> [Extrait]:
· · · ·
En septembre 2006, les médias ne prenaient pas au sérieux François Bayrou mais, après ses attaques contre ces mêmes médias, il s’attira un vent de sympathie sur le web. À cette occasion, je l’ai rencontré pour parler avec lui du cinquième pouvoir. Quelques mois plus tard, ses espoirs comme ses mises en gardes sont plus que jamais d’actualité.

Le 27 septembre 2006, François Bayrou me reçut dans son QG rue de l’Université. Je notai avec amusement qu’en face se trouvaient les bureaux de la filiale internet de Microsoft. Était-ce un signe ? D’un côté l’UDF, un parti traditionnel, de l’autre Microsoft, une entreprise tout aussi traditionnelle par sa structure, mais qui distribue pourtant quelques-uns des outils clés du cinquième pouvoir.

Le rapprochement était-il juste géographique ?

Bayrou me fit vite comprendre que non.

— Je considère que les logiciels Open Source et les wikis sont deux choses fantastiques pour l’humanité, me dit-il.

Je fus surpris d’entendre ces idées exprimées par François Bayrou, mais aussi de découvrir que l’UDF était un parti à l’écoute d’un blogueur comme moi. Sa stratégie internet est d’ailleurs simple : pas de stratégie. Quand on manque de moyens, on n’a pas d’autre possibilité que de faire confiance aux militants. Le hasard fait bien les choses. Comme l’a montré Joe Trippi avec Howard Dean, il faut décentraliser la campagne, l’ouvrir vers l’extérieur, jouer la transparence dans l’esprit Open Source.

Conscient de cette révolution, François Bayrou critiqua les grands médias, leur penchant pour le people et le spectaculaire. Pour lui, il se passe quelque chose de beaucoup plus important en ce moment : un nouveau peuple s’éveille, le peuple d’internet.

— C’est un peuple créatif et coopératif, dit-il. Tout n’est pas du domaine de l’avoir. Il y a deux sortes de biens. Les biens matériels, nous pouvons les échanger. Tu as une voiture, j’ai une voiture, nous les échangeons, nous avons toujours une voiture. Mais j’ai une chanson, tu as une chanson, nous les échangeons, nous avons deux chansons.
· · · ·
> [À faire]:
(1) Recopiez mot pour mot l'extrait sur François Bayrou, en commençant à « En septembre 2006, les » et en terminant à « clés du cinquième pouvoir. ».
(2) Prolongez l'extrait sur François Bayrou à partir de l'endroit où il s'arrête.

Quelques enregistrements
· · · ·
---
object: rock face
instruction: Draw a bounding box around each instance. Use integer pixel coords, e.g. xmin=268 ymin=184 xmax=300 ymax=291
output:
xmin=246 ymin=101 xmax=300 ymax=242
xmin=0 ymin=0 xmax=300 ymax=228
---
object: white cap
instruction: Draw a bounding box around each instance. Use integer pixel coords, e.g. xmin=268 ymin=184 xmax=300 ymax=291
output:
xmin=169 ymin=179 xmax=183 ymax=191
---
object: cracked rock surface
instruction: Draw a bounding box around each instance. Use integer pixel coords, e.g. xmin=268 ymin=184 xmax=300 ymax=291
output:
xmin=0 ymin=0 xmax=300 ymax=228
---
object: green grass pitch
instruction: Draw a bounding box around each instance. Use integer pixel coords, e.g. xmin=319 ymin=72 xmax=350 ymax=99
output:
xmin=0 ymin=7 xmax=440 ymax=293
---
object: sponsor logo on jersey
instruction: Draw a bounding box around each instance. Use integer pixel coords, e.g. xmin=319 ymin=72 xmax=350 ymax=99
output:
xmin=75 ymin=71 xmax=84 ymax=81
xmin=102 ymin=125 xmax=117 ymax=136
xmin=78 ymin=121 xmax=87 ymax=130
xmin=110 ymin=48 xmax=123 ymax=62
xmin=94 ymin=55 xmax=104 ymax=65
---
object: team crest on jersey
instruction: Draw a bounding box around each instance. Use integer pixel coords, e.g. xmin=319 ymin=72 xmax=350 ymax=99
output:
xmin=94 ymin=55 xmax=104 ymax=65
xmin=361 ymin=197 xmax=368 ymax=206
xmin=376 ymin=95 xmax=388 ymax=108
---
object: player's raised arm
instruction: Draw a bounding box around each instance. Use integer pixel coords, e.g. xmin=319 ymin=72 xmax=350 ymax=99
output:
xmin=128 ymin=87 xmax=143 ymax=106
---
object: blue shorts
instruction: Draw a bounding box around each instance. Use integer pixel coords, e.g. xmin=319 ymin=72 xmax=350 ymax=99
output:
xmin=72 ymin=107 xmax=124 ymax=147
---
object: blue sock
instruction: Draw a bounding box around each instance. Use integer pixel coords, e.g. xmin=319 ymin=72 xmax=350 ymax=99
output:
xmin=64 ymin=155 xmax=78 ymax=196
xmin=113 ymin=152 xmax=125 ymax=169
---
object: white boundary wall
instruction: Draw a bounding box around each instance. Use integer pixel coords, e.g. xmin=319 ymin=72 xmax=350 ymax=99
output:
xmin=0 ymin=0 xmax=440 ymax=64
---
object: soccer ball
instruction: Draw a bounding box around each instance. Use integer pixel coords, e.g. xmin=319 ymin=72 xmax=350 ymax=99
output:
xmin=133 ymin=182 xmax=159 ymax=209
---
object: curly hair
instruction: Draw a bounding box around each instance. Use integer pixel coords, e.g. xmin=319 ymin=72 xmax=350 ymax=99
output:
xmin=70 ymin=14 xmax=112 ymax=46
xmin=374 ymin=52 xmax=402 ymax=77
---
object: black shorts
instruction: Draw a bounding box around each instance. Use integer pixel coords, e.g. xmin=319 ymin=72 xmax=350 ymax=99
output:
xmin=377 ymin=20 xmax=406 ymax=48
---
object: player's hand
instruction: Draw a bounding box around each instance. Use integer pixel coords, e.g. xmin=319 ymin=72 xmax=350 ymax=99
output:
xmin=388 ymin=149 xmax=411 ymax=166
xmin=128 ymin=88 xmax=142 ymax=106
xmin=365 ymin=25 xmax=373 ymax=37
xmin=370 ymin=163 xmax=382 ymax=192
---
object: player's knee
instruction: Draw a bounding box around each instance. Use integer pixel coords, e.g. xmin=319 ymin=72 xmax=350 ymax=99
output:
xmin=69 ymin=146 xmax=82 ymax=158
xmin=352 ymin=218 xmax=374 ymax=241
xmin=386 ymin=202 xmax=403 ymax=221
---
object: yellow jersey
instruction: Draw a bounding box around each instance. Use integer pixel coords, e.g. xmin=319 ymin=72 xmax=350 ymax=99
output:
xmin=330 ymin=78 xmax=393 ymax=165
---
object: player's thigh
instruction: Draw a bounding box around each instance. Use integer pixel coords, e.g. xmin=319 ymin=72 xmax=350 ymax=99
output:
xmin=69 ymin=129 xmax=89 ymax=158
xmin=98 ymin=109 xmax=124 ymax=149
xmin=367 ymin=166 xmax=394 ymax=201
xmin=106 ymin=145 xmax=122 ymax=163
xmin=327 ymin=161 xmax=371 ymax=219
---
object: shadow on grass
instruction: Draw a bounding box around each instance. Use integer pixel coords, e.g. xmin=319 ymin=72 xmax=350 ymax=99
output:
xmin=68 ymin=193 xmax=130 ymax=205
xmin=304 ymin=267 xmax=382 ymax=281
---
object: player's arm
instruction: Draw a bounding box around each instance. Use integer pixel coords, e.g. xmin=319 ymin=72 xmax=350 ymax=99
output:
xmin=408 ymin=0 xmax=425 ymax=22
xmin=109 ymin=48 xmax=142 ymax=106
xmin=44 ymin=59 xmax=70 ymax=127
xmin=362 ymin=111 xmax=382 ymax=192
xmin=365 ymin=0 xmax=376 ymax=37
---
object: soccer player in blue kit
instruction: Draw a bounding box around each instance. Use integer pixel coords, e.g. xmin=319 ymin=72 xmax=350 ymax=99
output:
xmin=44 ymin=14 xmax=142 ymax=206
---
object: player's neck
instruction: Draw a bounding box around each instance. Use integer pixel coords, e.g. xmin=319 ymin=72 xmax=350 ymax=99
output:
· · · ·
> [Réponses par tâche]:
(1)
En septembre 2006, les médias ne prenaient pas au sérieux François Bayrou mais, après ses attaques contre ces mêmes médias, il s’attira un vent de sympathie sur le web. À cette occasion, je l’ai rencontré pour parler avec lui du cinquième pouvoir. Quelques mois plus tard, ses espoirs comme ses mises en gardes sont plus que jamais d’actualité.

Le 27 septembre 2006, François Bayrou me reçut dans son QG rue de l’Université. Je notai avec amusement qu’en face se trouvaient les bureaux de la filiale internet de Microsoft. Était-ce un signe ? D’un côté l’UDF, un parti traditionnel, de l’autre Microsoft, une entreprise tout aussi traditionnelle par sa structure, mais qui distribue pourtant quelques-uns des outils clés du cinquième pouvoir.

(2)
Je parlai alors de la théorie des jeux, du concept de gagnant-gagnant.

— Pour moi, c’est une théorie de l’être, de l’enrichissement mutuel, me dit François Bayrou. Internet est de cet ordre-là. Le coopératif, le mutuel, le collaboratif… tout ça va changer le monde. Je suis absolument pénétré de cette idée. Ça va aussi changer les campagnes électorales. Entre il y a cinq ans et maintenant, il n’y a plus rien de commun. Les acteurs des pouvoirs traditionnels ne s’en rendent pas compte parce qu’ils ne sont pas familiers avec l’outil internet.

François Bayrou parlait avec passion :

–Internet est un média éruptif. Vous vous faites engueuler comme féliciter avec une grande force. En même temps, ça remplace tous les sondages qualitatifs qui mettent des mois à être élaborés. J’ai les mots des gens, j’ai les mots de la vie. Pour moi, c’est formidable et ça bouleverse tout. Nous assistons à un changement de monde dont le monde officiel ne se rend pas compte. Une révolution est en cours.

François Bayrou parlait bien sûr d’une révolution non violente. Il laissa tout de même planer une crainte.

— Quoique… on ne sait jamais.

Je partage cette crainte. J’espère que le vieux monde ne défendra pas ses positions à tout prix, la poursuite de la croissance matérielle par exemple, au risque de précipiter les perturbations climatiques, sans quoi la rupture violente sera inévitable. Comme me le dit François Bayrou, nous n’en sommes pas là et devons essayer de trouver des solutions pacifistes.

— Avant la Révolution française, il y avait un tiers état exclu de tout mais qui finit par s’emparer du pouvoir. Nous sommes dans la même situation.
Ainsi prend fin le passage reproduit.